**EXERCISE OBJECTIVE**: Can you recast the part of the records that opens with the line containing "As a warehouse robot's perception module, locate firestone" and closes with the line containing "167, 46, 206, 58", both lines included, as a numbered list with any blank lines left out?

++++++++++++++++++++

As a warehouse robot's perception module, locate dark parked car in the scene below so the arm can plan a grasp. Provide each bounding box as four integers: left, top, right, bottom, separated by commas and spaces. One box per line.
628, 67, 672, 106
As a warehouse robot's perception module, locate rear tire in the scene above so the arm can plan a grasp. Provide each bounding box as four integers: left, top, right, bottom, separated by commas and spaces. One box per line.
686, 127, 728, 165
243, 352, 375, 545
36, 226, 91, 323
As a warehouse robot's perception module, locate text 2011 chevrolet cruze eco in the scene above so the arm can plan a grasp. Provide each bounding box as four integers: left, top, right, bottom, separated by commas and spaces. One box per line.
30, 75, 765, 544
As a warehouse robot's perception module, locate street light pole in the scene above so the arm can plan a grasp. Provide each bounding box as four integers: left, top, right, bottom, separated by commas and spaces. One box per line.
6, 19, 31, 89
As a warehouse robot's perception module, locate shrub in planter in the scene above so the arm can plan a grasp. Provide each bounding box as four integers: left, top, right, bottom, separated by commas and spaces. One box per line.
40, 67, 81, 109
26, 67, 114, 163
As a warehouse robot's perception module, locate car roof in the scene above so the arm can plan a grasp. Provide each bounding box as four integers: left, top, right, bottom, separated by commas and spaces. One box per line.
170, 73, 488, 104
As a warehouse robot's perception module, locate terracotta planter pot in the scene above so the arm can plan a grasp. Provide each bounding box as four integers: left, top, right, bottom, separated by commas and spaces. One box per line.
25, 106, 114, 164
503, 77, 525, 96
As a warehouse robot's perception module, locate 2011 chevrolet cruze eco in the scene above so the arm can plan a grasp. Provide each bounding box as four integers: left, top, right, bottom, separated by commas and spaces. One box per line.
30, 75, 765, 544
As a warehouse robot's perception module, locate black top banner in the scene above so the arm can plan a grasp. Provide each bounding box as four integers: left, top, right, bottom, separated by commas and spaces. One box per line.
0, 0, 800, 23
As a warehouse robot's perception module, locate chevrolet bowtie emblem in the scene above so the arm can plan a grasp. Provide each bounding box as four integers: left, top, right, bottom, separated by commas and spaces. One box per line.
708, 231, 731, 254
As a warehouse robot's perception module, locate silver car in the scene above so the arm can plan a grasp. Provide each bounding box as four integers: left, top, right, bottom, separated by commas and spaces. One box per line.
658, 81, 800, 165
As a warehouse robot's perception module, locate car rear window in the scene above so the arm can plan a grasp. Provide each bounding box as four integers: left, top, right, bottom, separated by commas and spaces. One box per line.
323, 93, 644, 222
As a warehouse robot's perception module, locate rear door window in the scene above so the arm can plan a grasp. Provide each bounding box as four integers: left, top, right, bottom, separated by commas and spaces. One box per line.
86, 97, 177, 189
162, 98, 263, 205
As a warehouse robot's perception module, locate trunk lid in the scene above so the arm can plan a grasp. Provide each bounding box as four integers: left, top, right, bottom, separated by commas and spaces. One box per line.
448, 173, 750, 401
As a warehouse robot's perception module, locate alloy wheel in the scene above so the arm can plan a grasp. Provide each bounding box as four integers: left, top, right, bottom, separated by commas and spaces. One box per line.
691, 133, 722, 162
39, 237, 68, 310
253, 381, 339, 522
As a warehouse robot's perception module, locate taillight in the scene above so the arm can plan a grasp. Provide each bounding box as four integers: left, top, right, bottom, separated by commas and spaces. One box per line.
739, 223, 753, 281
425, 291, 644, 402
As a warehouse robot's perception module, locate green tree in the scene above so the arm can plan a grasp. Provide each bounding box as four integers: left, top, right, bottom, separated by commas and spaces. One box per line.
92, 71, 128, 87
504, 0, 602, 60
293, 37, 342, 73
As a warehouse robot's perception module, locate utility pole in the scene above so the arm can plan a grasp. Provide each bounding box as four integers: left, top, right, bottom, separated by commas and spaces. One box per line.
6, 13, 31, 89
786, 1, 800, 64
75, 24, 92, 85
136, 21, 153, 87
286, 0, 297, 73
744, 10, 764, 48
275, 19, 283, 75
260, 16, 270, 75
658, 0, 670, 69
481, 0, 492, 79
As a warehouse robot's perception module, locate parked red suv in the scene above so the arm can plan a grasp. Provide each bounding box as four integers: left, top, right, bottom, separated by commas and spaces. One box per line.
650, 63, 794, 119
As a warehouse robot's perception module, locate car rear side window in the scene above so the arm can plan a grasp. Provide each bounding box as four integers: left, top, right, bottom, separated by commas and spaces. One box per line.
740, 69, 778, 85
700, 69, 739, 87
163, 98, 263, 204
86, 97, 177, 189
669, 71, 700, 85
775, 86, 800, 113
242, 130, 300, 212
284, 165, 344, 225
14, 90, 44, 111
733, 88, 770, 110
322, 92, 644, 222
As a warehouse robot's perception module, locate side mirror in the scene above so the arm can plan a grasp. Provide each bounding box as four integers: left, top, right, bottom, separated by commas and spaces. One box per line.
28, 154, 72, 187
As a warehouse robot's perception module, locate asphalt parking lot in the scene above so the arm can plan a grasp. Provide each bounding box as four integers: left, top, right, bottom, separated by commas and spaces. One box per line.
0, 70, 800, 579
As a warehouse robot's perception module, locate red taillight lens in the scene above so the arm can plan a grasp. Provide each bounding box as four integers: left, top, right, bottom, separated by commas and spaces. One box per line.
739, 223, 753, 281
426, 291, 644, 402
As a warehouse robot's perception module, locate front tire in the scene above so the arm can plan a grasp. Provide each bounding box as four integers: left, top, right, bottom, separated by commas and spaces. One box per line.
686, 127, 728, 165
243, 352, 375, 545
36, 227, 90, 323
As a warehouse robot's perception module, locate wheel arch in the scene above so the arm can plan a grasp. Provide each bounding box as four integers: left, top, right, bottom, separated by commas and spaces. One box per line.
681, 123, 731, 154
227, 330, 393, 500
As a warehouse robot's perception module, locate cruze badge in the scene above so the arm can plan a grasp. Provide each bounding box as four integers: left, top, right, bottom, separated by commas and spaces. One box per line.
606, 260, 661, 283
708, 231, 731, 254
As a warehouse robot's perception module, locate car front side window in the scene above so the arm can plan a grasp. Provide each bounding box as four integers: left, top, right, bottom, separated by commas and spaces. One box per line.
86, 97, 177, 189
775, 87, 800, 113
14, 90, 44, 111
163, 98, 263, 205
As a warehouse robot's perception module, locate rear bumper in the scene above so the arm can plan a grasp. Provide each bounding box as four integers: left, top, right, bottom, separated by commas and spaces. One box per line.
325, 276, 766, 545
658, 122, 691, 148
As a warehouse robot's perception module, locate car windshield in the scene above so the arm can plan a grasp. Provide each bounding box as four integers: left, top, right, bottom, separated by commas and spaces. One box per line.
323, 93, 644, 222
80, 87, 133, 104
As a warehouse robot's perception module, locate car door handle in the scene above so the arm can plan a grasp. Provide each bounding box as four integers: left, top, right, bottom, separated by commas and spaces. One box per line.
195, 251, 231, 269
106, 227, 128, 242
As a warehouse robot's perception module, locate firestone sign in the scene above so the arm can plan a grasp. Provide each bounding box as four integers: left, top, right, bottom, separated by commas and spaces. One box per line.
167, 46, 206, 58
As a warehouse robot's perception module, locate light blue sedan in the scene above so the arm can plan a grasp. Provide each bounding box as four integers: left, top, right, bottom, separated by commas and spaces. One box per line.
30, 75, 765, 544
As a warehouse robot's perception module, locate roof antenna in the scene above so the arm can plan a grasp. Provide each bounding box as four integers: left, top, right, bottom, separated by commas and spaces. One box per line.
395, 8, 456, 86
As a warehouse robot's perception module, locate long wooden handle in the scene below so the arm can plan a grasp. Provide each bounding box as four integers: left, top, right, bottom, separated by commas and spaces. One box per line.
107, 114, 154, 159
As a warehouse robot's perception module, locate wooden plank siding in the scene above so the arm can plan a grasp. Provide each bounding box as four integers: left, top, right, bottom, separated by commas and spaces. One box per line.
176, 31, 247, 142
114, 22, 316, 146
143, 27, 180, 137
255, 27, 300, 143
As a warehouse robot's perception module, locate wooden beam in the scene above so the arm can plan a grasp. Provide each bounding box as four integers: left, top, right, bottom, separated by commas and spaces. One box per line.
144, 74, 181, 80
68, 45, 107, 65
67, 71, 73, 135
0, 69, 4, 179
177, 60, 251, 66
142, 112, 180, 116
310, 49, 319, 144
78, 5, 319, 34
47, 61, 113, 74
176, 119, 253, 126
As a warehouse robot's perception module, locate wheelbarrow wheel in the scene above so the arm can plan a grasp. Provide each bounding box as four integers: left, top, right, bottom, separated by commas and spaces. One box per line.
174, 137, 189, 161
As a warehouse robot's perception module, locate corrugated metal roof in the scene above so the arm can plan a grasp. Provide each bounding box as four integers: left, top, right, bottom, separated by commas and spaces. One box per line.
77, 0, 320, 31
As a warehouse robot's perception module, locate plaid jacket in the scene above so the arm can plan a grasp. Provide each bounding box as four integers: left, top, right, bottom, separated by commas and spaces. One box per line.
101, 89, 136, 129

++++++++++++++++++++

**RESPONSE FOR THIS EXERCISE**:
1. As a warehouse robot's perception module, locate firestone sign in the scene above so the arm can plan a grasp. Provide each bounding box as four integers: left, top, right, bottom, separated by commas and spaces. One box per line.
2. 167, 46, 206, 58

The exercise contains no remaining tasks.